BEGIN SUPPLIED RECORDS
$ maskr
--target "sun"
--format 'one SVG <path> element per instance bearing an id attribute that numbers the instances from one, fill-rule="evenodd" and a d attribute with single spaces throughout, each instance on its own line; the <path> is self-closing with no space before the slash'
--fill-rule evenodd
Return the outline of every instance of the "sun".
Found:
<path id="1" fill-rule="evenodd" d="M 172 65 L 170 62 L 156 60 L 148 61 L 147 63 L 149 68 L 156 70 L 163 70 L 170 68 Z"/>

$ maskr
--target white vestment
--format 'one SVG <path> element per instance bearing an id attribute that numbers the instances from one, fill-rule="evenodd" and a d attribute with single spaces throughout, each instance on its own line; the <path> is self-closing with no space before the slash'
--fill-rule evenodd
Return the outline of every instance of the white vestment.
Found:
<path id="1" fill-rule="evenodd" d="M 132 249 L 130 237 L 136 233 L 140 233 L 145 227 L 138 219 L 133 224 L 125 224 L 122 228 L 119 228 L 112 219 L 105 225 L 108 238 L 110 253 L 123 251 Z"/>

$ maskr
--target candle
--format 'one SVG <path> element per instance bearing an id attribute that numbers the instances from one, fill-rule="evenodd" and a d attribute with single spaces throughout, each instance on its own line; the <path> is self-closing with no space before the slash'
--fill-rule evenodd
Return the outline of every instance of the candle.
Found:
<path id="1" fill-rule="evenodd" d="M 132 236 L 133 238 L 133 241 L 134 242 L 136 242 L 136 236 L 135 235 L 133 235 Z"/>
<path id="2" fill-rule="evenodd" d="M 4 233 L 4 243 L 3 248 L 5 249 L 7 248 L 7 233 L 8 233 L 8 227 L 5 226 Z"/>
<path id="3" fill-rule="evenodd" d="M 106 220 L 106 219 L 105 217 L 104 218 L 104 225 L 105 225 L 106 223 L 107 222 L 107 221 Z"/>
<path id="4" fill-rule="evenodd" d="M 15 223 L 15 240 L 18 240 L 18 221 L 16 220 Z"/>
END SUPPLIED RECORDS
- _OBJECTIVE_
Retype every line above, from all the rows, with no changes.

- _TASK OUTPUT_
$ maskr
--target "sun"
--format 'one SVG <path> element per instance bearing an id attribute that numbers the instances from one, fill-rule="evenodd" and a d attribute with single spaces throughout, each instance on its own line; the <path> is self-closing with no space before the slash'
--fill-rule evenodd
Return the outline of every instance of the "sun".
Found:
<path id="1" fill-rule="evenodd" d="M 172 65 L 170 62 L 156 60 L 148 61 L 147 63 L 149 68 L 156 70 L 163 70 L 170 68 Z"/>

$ maskr
--target white vestment
--format 'one SVG <path> element per instance bearing an id attribute that numbers the instances from one, fill-rule="evenodd" and a d attribute with single spaces throughout, each instance on its own line; the <path> is self-closing with no space before the slash'
--fill-rule evenodd
Return the outline of every instance of the white vestment.
Found:
<path id="1" fill-rule="evenodd" d="M 132 249 L 130 237 L 136 233 L 140 233 L 145 227 L 138 219 L 133 224 L 125 224 L 122 228 L 119 228 L 112 219 L 105 225 L 108 238 L 110 253 L 123 251 Z"/>

$ maskr
--target candle
--format 'one SVG <path> element per instance bearing an id attribute that numbers the instances from one, fill-rule="evenodd" and a d attribute with single spaces throughout, each instance on its own line; the <path> is self-closing with no space before the slash'
--fill-rule evenodd
Return the outline of every instance of the candle.
Found:
<path id="1" fill-rule="evenodd" d="M 132 236 L 133 238 L 133 241 L 134 242 L 136 242 L 136 236 L 135 235 L 133 235 Z"/>
<path id="2" fill-rule="evenodd" d="M 4 233 L 4 243 L 3 248 L 5 249 L 7 248 L 7 233 L 8 233 L 8 227 L 5 226 Z"/>
<path id="3" fill-rule="evenodd" d="M 106 220 L 106 219 L 105 217 L 104 218 L 104 225 L 105 225 L 106 223 L 107 222 L 107 221 Z"/>
<path id="4" fill-rule="evenodd" d="M 15 223 L 15 240 L 18 240 L 18 221 L 16 220 Z"/>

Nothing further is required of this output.